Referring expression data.

[Start of section]

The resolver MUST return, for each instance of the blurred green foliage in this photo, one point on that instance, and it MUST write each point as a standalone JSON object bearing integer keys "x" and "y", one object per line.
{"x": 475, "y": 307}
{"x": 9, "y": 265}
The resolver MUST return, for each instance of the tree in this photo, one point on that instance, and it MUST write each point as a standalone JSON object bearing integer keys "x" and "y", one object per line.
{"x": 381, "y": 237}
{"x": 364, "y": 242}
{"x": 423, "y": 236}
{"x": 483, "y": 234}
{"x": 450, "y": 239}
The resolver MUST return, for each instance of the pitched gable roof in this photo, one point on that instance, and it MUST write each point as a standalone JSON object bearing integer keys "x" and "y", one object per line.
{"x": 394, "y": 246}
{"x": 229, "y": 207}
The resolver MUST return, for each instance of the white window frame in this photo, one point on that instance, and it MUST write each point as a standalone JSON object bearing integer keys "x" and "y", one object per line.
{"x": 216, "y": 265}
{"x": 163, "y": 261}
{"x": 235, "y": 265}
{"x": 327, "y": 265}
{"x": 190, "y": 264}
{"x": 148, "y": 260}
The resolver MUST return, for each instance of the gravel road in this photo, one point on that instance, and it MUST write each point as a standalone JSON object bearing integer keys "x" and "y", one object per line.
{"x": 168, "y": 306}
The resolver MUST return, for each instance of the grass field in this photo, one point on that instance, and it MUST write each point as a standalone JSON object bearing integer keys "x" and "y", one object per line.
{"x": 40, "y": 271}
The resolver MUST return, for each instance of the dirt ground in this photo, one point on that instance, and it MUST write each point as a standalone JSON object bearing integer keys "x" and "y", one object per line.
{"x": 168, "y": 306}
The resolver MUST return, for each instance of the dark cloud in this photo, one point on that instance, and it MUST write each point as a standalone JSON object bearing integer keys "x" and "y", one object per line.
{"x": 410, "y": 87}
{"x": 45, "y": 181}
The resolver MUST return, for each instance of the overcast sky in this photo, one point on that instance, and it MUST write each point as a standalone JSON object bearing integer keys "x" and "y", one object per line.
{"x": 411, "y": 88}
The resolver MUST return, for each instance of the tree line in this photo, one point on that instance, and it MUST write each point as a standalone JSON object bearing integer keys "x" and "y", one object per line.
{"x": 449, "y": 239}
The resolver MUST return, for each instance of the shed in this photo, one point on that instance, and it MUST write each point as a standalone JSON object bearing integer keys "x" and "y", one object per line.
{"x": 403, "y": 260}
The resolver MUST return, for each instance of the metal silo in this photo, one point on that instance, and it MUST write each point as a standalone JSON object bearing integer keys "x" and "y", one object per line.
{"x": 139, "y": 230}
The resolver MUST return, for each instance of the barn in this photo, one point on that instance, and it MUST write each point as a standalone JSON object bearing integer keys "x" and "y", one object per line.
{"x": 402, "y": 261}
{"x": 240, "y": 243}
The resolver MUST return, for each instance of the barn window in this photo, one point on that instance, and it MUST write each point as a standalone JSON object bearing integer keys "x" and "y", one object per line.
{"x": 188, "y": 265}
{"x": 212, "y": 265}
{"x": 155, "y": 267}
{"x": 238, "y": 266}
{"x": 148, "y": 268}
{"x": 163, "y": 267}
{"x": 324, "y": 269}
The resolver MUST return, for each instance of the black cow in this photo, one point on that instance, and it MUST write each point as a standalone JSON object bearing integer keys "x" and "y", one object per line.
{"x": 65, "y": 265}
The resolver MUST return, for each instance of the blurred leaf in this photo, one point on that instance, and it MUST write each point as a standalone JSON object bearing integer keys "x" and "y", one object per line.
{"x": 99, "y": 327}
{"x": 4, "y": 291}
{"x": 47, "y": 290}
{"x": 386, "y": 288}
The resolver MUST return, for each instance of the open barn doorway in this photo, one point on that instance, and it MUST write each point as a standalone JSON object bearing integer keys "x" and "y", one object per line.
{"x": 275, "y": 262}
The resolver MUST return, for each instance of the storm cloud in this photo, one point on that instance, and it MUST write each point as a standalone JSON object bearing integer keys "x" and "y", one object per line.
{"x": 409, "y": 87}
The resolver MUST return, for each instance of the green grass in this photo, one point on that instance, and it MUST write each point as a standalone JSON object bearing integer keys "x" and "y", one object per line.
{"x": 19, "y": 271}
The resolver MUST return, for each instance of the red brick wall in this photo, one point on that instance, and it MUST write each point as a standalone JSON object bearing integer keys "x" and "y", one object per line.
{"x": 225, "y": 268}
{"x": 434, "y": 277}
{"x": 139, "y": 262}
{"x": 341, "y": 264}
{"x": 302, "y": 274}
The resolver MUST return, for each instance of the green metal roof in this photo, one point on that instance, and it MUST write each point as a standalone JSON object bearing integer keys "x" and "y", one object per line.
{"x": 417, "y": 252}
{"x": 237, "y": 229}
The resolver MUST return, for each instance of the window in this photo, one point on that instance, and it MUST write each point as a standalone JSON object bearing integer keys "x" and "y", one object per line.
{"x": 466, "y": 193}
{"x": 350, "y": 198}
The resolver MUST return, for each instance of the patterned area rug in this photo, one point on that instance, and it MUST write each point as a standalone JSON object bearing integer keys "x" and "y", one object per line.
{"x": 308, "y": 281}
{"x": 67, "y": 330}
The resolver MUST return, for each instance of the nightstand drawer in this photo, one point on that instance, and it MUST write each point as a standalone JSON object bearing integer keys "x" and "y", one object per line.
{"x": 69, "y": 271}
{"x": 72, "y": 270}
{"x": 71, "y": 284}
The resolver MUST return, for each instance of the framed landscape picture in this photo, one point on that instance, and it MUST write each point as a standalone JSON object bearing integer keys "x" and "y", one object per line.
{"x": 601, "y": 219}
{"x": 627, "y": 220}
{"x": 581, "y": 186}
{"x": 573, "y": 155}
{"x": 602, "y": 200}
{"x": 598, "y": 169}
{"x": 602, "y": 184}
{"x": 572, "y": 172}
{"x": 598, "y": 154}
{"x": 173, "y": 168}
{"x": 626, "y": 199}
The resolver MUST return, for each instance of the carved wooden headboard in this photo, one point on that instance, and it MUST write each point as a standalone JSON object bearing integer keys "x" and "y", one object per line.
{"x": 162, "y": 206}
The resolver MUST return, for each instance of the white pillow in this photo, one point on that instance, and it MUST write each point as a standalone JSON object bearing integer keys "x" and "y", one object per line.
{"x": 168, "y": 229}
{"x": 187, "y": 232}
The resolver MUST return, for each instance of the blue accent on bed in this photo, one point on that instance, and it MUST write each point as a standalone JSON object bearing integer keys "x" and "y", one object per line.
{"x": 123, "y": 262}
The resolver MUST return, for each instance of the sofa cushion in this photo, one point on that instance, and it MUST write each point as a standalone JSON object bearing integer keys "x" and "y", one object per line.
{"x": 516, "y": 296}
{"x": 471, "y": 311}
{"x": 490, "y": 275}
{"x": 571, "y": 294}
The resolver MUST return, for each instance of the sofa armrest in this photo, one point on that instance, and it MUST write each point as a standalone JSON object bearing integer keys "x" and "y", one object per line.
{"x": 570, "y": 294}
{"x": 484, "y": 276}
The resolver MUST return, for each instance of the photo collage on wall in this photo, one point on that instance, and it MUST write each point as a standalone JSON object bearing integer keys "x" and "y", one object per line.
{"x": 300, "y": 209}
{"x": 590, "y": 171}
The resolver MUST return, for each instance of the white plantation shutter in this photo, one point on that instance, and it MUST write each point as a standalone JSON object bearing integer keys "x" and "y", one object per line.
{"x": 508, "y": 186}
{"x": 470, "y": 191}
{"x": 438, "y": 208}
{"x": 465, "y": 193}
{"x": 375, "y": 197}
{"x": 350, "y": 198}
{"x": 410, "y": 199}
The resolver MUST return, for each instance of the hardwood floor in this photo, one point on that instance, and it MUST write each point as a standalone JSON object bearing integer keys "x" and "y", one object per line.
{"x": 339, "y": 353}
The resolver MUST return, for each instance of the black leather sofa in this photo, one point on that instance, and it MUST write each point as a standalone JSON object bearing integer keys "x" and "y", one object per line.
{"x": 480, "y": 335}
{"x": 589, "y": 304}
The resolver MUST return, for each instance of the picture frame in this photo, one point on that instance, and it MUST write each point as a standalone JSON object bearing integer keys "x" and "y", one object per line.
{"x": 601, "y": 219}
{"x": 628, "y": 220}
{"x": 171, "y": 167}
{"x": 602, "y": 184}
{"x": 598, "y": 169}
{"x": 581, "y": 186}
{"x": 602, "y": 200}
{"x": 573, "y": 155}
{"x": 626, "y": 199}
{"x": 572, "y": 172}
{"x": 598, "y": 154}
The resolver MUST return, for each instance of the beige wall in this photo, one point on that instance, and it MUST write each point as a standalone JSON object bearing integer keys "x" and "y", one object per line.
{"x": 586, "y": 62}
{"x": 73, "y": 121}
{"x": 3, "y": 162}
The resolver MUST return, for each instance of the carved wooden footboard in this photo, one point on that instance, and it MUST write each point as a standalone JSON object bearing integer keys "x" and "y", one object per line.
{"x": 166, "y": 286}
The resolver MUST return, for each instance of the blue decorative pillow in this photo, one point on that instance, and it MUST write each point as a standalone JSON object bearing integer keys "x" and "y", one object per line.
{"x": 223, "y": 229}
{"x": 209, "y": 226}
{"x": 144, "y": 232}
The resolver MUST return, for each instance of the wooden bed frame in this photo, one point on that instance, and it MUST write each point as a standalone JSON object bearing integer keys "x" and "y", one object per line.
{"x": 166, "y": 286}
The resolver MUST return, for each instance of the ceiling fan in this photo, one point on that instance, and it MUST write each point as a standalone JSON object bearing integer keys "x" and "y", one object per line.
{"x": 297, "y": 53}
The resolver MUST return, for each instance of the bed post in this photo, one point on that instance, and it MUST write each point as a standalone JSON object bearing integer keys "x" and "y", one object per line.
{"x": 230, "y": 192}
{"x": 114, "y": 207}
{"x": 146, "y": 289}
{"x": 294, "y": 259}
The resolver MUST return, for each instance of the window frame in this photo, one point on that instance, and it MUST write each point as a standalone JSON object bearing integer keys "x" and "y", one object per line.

[End of section]

Prompt. Taking the line with "The resolver MUST return, for each instance of the bed" as the start and the last line of the data above as the end, write out those two lines and every line between them exactly, and only those.

Written answer.
The resolver MUST return, for each instance of the bed post in this photo, one point on that instance, and it MUST write each point as a standalone JSON object bearing integer keys "x" and "y", one object per line.
{"x": 230, "y": 192}
{"x": 114, "y": 207}
{"x": 146, "y": 289}
{"x": 294, "y": 259}
The resolver MUST return, for each instance of the window frame in this photo, one point on that instance, and it MUST write each point as a standalone JSON object bearing integer keys "x" and "y", one object per line.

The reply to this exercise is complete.